▶ [Problems to work on]:
#1 Retype a passage from the AtomicLong post word for word. Begin with "While working on" and stop after "such as ArrayBlockingQueue.".
#2 In the AtomicLong post, what name do the CAS instructions go by on x86/x64?
#3 Carry on the post about AtomicLong and Sandybridge from its last sentence.
* BEGIN Page extract *
Sunday, 11 September 2011

Adventures with AtomicLong

Sequencing events between threads is a common operation for many multi-threaded algorithms.  These sequences could be used for assigning identity to orders, trades, transactions, messages, events, etc.  Within the Disruptor we use a monotonic sequence for all events which is implemented as AtomicLong incrementAndGet for the multi-threaded publishing scenario.

While working on the latest version of the Disruptor I made some changes which I was convinced would improve performance, however the results surprised me.  I had removed some potentially megamorphic method calls and the performance got worse rather than better.  After a lot of investigation, I discovered that the megamorphic method calls were hiding a performance issue with the latest Intel Sandybridge processors.  With the megamorphic calls out of the way, the contention on the atomic sequence generation increased exposing the issue.  I've also observed this performance issue with other Java concurrent structures such as ArrayBlockingQueue.

I’ve been running various benchmarks on Sandybridge and have so far been impressed with performance improvements over Nehalem, especially for memory intensive applications due to the changes in its front-end.  However with this sequencing benchmark, I discovered that Sandybridge has taken a major step backward in performance with regard to atomic instructions.

Atomic instructions enable read-modify-write actions to be combined into an atomic operation.  A good example is incrementing a counter.  To complete the increment operation a thread must read the current value, increment it, and then write back the results.  In a multi-threaded environment these distinct operations could interleave with other threads doing the same with corrupt results as a consequence.  The normal way to avoid this interleaving is to take out a lock for mutual exclusion while performing the steps.  Locks are very expensive and often require kernel arbitration between threads.  Modern CPUs provide a number of atomic instructions which allow operations such as atomically incrementing a counter, or the ability to conditional set a pointer reference if the value is still as expected.  These operations are commonly referred to as CAS (Compare And Swap) instructions.  A good way to think of these CAS instructions is like optimistic locks, similar to what you experience when using a version control system like Subversion or CVS.  You try to make a change and if the version is what you expect then you succeed, otherwise the action aborts.

On x86/x64 these instructions are known as “lock” instructions.  The "lock" name comes from how a processor, after setting its lock signal, would lock the front-side/memory bus (FSB) for serialising memory access while the three steps of the operation took place atomically.  On more recent processors the lock instruction is simply implemented by getting an exclusive lock on the cache-line for modification.

These instructions are the basic building blocks used for implementing higher-level locks and semaphores.  This is, as will be explained shorty, why I've seen performing issues on Sandybridge for ArrayBlockingQueue in some of the Disruptor comparative performance tests.
* END Page extract *
* BEGIN Data excerpts *
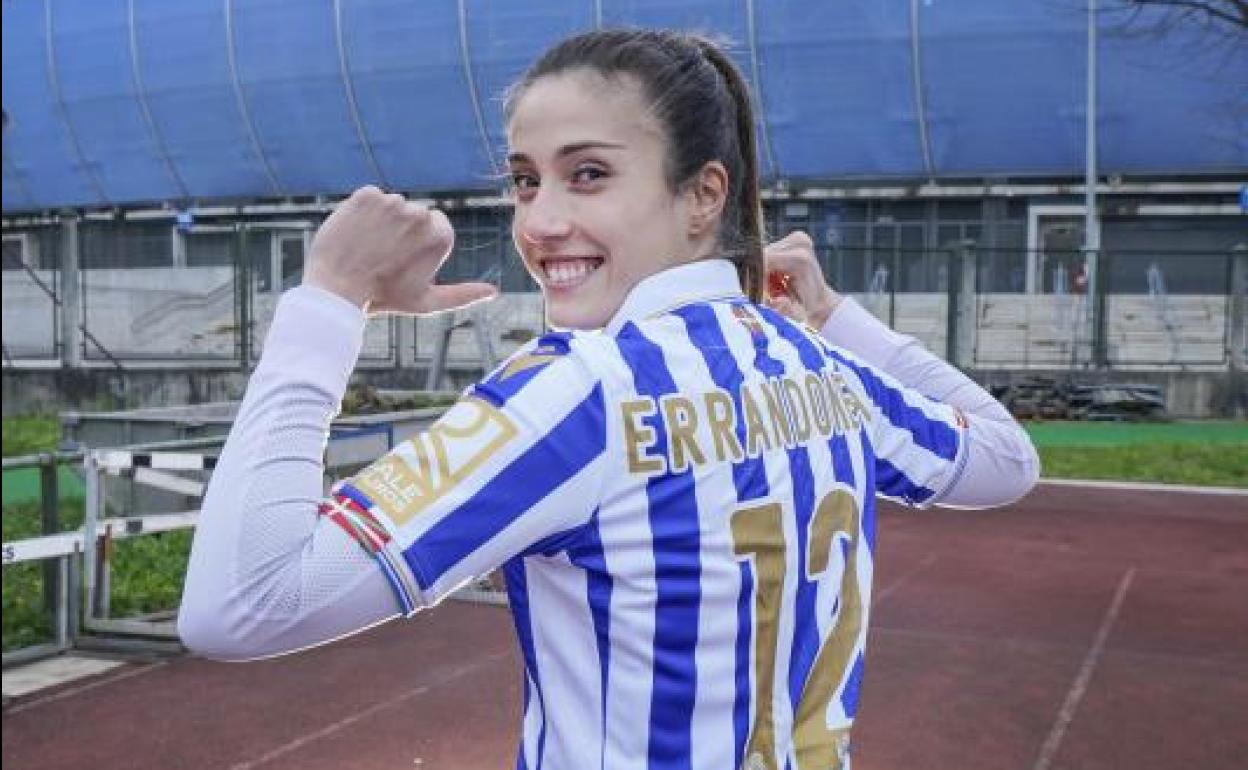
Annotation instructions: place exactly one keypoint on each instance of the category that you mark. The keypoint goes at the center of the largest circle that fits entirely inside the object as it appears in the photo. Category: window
(19, 250)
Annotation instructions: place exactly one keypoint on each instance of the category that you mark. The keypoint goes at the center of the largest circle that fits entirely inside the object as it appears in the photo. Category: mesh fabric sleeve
(996, 462)
(266, 573)
(280, 564)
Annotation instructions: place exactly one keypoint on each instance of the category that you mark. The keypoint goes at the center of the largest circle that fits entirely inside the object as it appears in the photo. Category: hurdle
(155, 469)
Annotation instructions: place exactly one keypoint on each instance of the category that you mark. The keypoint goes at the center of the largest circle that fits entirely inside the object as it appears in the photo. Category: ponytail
(744, 215)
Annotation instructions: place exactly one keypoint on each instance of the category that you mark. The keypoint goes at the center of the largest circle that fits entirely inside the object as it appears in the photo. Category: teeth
(568, 272)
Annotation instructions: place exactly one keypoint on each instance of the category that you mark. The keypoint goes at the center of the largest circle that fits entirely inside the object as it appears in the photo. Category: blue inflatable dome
(125, 102)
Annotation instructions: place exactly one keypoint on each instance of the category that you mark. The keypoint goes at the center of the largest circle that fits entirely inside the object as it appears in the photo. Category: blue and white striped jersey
(684, 506)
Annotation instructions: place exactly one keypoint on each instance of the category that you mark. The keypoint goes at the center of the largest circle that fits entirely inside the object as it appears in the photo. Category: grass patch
(29, 434)
(1203, 453)
(147, 574)
(1125, 434)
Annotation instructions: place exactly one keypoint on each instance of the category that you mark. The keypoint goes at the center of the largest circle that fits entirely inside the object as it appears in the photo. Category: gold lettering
(723, 421)
(419, 471)
(639, 437)
(815, 743)
(758, 537)
(755, 432)
(818, 404)
(799, 409)
(775, 411)
(840, 414)
(682, 422)
(855, 403)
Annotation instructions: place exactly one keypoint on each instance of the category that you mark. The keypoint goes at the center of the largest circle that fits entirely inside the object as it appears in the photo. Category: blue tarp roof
(114, 102)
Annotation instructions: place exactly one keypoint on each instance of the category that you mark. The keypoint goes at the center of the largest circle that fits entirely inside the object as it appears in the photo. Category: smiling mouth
(568, 272)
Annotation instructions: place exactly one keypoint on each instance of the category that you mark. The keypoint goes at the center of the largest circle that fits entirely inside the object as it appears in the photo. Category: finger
(452, 296)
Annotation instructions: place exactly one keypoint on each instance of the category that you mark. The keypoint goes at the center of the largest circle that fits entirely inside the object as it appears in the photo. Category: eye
(523, 182)
(588, 175)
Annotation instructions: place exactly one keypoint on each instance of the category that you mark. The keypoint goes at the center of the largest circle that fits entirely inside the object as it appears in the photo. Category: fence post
(1237, 331)
(51, 524)
(242, 277)
(71, 292)
(960, 307)
(1098, 308)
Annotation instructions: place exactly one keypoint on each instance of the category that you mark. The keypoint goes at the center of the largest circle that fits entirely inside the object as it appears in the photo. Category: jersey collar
(677, 286)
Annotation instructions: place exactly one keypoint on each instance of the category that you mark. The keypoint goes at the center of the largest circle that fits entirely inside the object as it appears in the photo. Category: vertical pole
* END Data excerpts *
▶ [Results of the tasks]:
#1
While working on the latest version of the Disruptor I made some changes which I was convinced would improve performance, however the results surprised me.  I had removed some potentially megamorphic method calls and the performance got worse rather than better.  After a lot of investigation, I discovered that the megamorphic method calls were hiding a performance issue with the latest Intel Sandybridge processors.  With the megamorphic calls out of the way, the contention on the atomic sequence generation increased exposing the issue.  I've also observed this performance issue with other Java concurrent structures such as ArrayBlockingQueue.

#2 They are known as "lock" instructions.

#3
Back to my benchmark.  The test was spending significantly more time in AtomicLong.incrementAndGet() than I had previously observed.  Initially, I suspected an issue with JDK 1.6.0_27 which I had just installed.  I ran the following test with various JVMs, including 1.7.0, and kept getting the same results.  I then booted different operating systems (Ubuntu, Fedora, Windows 7 - all 64-bit), again the same results.  This lead me to write an isolated test which I ran on Nehalem (2.8 GHz Core i7 860) and Sandybridge (2.2Ghz Core i7-2720QM).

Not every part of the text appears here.